Selection:
>> Start

Multiple Right-Hand Sides (Block Solve)

import numpy as np
from scipy.sparse import random as sparse_random
from blocksolver import blqmr

# Create a complex symmetric matrix (common in frequency-domain FEM)
n = 5000
# Random symmetric: A = B + B.T to ensure symmetry
B = sparse_random(n, n, density=0.01, format='csc')
A = (B + B.T) / 2 + 1j * sparse_random(n, n, density=0.005, format='csc')
A = (A + A.T) / 2  # Ensure complex symmetric (A = A.T, not A.conj().T)

# 16 right-hand sides (e.g., 16 source positions in imaging)
num_sources = 16
B = np.random.randn(n, num_sources) + 1j * np.random.randn(n, num_sources)

# Block solve - all 16 RHS solved together, sharing Krylov information
result = blqmr(
    A,                     # Complex symmetric matrix
    B,                     # Multiple RHS as columns (n x 16)

>> End

Problem to solve: Pick up the Python sample on block solving with multiple right-hand sides after its last line and carry it on.

Collected material:
>> Start

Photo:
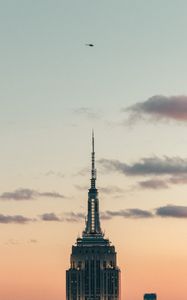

>> End

Exercise result:
    tol=1e-8,              # Tolerance applies to worst-case RHS
    maxiter=1000,          # Max block iterations
    precond_type='diag'    # Diagonal preconditioner (ILU may fail for complex)
)

print(f"Solution shape: {result.x.shape}")  # (5000, 16)
print(f"Block iterations: {result.iter}")   # Much less than 16 * single iterations
print(f"All converged: {result.converged}")

# Verify each solution
for i in range(num_sources):
    res = np.linalg.norm(A @ result.x[:, i] - B[:, i]) / np.linalg.norm(B[:, i])
    print(f"  RHS {i+1}: residual = {res:.2e}")

Custom Preconditioning

import numpy as np
from scipy.sparse import diags
from scipy.sparse.linalg import spilu
from blocksolver import blqmr, make_preconditioner, SparsePreconditioner

# Create test matrix
n = 2000
A = diags([-1, 4, -1], [-1, 0, 1], shape=(n, n), format='csc')
b = np.random.randn(n)

# Option 1: Use built-in preconditioner factory
M_diag = make_preconditioner(A, 'diag')   # Diagonal (Jacobi)
M_ilu = make_preconditioner(A, 'ilu')     # Incomplete LU

result = blqmr(A, b, M1=M_diag, precond_type=None)  # precond_type=None when M1 provided

# Option 2: Split preconditioning for symmetric systems
# This preserves symmetry of the preconditioned system
d = np.abs(A.diagonal())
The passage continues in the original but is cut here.